Research Summary

Goals

Ok, so I work on quite a few different projects, not all of which are listed here. A general pattern? I like puzzles.

Our goal is to make it possible to discover patterns in strings, trees, and graphs given a pattern metric. On the way we have worked out or borrowed algorithms to match a pattern against data and find a distance between the pattern and the data. We are really good at trees, about at the state of the art for strings, and starting to do well in graphs especially acyclic ones. We have software available by anonymous ftp. Collaborators: Kaizhong Zhang (U of Western Ontario), Tsong-Li Wang (NJ Institute of Technology), Tom Marr (Cold Spring Harbor), and Bruce Shapiro (National Cancer Institute). Typical papers:
1. A review of approximate tree matching algorithms by (to appear in a book by Apostolico and Galil) postscript.
2. Approximate graph matching for acyclic graphs (submitted) postscript.
3. Discovering patterns in protein sequences (appeared in Sigmod 94) postscript.

▸ **REQUIRED ACTIONS**
1: List each collaborator named in the research summary, together with the institution given for that person.
2: Update the research summary by writing out the part that opens with the words containing "Ok, so I work" and closes with "and Galil) postscript.", replacing "puzzles" with "riddles".

[Image-grounded pointing data]
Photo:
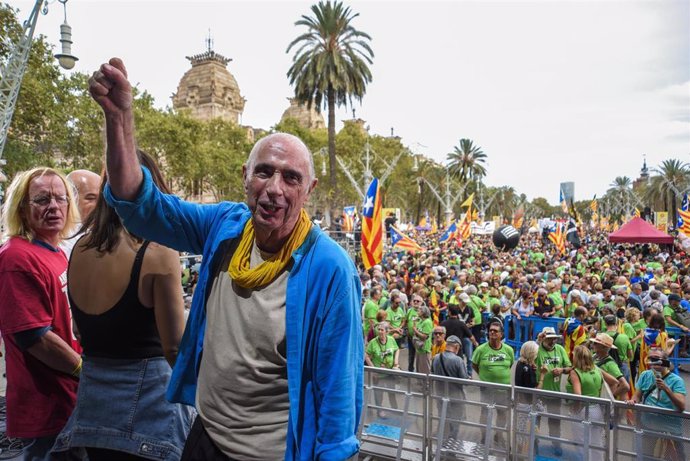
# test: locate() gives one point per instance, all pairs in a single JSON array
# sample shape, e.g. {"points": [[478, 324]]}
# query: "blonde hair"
{"points": [[582, 358], [528, 352], [14, 209]]}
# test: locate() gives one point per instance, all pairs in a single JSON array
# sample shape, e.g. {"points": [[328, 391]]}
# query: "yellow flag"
{"points": [[468, 202]]}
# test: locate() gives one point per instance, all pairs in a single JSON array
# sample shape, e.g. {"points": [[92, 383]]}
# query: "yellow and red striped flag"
{"points": [[372, 226], [685, 216], [465, 229], [558, 238]]}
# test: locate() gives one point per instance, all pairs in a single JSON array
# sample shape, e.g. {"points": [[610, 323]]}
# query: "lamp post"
{"points": [[12, 72]]}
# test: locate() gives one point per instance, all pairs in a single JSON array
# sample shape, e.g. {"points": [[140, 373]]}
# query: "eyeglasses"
{"points": [[44, 200]]}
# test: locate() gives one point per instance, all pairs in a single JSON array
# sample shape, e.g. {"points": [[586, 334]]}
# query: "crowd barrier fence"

▸ **SOLUTIONS IN ORDER**
1:
Kaizhong Zhang (U of Western Ontario)
Tsong-Li Wang (NJ Institute of Technology)
Tom Marr (Cold Spring Harbor)
Bruce Shapiro (National Cancer Institute)

2:
Ok, so I work on quite a few different projects, not all of which are listed here. A general pattern? I like riddles.

Our goal is to make it possible to discover patterns in strings, trees, and graphs given a pattern metric. On the way we have worked out or borrowed algorithms to match a pattern against data and find a distance between the pattern and the data. We are really good at trees, about at the state of the art for strings, and starting to do well in graphs especially acyclic ones. We have software available by anonymous ftp. Collaborators: Kaizhong Zhang (U of Western Ontario), Tsong-Li Wang (NJ Institute of Technology), Tom Marr (Cold Spring Harbor), and Bruce Shapiro (National Cancer Institute). Typical papers:
1. A review of approximate tree matching algorithms by (to appear in a book by Apostolico and Galil) postscript.